--- THINGS TO DO ---
- A) Decide whether each statement agrees with the interview, answering yes or no and quoting the words of the interview that settle it: (i) The speaker was 24 at the birth of the first son. (ii) The first son was not born naturally. (iii) The speaker stays away from sugar completely.
- B) Translate this sentence from the interview into Spanish: "I think being obsessively healthy is bad for your mind (although maybe good for your body) so allow yourself to have a bit of both."

--- ARTICLE ---
The most challenging moment of your life?
Giving birth to my first son. I was quite young – 24. I hadn’t been around friends having babies so I felt that I was going into it a bit blind. I ended up having a great birth. I had him naturally, which I wanted, but it was obviously a very intense experience. It was the first time I’ve been challenged in that way and known wholeheartedly that nobody could do it but me.
Are you conscious of what you put in your body?
I am very aware of what is healthy and what I should be doing, but I am also a total sugar addict. I guess it’s a balance. I think being obsessively healthy is bad for your mind (although maybe good for your body) so allow yourself to have a bit of both. Don’t be overly critical of yourself, be a little joyful, don’t worry too much about eating chocolate and doing the right thing.
What is your current beauty regime?

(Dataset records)

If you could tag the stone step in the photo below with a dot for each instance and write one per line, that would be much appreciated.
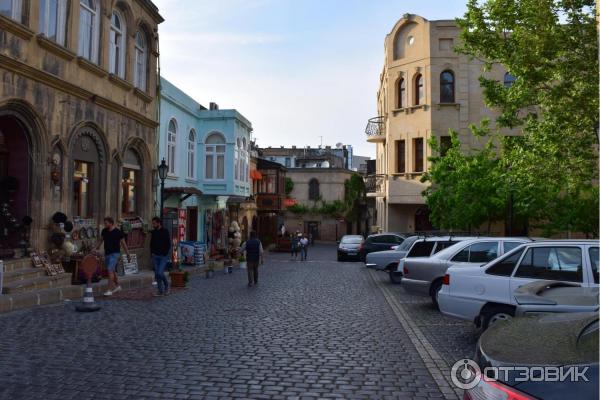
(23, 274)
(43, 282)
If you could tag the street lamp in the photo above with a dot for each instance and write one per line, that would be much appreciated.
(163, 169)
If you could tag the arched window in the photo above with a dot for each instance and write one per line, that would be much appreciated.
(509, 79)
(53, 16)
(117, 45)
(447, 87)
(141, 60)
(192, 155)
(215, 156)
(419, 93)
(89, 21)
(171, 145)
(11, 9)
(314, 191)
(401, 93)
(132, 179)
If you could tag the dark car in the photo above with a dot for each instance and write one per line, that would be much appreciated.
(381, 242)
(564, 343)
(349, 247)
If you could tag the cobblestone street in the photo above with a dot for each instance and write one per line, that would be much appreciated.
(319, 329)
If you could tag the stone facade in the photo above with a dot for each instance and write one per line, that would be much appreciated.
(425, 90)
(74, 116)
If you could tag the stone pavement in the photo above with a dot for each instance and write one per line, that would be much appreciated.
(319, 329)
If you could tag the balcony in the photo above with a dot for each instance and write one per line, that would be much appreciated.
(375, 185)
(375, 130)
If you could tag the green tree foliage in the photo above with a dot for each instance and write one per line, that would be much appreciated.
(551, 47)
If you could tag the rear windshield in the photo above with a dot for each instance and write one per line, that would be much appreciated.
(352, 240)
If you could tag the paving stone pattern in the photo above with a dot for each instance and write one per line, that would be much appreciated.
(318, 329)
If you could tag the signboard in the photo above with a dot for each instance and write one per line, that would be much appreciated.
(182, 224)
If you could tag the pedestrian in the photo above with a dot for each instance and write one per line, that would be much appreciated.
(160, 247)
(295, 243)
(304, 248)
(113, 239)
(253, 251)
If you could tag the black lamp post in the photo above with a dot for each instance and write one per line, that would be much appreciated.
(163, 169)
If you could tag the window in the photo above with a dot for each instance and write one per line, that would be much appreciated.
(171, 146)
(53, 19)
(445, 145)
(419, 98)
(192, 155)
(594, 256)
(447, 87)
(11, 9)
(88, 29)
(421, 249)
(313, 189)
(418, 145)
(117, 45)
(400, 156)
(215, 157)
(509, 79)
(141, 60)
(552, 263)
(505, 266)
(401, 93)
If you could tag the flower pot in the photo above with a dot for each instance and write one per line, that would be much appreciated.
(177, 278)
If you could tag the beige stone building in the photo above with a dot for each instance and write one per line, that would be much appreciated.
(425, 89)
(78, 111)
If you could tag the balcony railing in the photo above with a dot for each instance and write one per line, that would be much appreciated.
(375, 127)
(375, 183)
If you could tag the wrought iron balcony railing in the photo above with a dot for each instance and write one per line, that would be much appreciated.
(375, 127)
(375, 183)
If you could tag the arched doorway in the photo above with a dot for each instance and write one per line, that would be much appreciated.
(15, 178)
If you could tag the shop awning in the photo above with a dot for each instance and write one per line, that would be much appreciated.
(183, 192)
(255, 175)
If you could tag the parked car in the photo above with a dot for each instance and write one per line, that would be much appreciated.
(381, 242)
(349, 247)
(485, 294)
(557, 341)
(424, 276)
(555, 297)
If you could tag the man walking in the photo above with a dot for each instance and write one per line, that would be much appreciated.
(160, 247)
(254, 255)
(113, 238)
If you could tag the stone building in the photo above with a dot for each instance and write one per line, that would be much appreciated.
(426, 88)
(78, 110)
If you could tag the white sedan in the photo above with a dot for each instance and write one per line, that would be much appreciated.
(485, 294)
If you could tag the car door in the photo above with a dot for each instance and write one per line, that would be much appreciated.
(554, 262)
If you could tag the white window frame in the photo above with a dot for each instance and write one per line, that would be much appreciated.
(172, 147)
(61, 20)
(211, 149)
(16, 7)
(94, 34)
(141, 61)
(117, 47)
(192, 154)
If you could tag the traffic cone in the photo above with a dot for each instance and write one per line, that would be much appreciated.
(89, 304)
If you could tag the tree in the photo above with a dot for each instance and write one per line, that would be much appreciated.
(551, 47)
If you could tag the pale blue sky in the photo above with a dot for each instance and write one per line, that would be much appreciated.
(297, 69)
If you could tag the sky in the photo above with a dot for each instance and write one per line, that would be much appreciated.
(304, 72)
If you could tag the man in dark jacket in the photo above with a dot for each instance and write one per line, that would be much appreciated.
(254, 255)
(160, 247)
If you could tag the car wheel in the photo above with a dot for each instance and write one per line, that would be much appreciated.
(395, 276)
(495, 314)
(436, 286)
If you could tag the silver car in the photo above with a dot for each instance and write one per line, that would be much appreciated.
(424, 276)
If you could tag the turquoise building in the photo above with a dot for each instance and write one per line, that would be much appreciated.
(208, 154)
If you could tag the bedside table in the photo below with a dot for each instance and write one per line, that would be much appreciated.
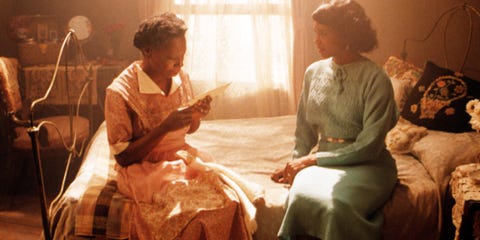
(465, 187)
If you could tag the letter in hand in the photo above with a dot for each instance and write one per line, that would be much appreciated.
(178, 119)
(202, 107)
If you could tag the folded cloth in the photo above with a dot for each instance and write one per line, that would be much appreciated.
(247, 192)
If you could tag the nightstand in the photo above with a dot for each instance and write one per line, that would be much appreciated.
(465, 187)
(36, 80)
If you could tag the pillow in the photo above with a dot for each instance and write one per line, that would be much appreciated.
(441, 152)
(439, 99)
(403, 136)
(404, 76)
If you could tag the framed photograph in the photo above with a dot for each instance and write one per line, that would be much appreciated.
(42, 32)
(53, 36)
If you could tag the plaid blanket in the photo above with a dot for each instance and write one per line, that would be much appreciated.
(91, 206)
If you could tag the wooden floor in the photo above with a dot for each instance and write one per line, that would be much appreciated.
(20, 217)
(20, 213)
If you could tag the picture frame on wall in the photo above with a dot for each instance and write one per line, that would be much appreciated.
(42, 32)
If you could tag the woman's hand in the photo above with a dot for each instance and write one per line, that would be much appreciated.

--- EXPECTED ANSWERS ---
- A)
(i) Yes: "I was quite young – 24."
(ii) No: "I had him naturally, which I wanted"
(iii) No: "I am also a total sugar addict."

- B) Creo que ser obsesivamente saludable es malo para la mente (aunque quizá bueno para el cuerpo), así que permítete tener un poco de ambas cosas.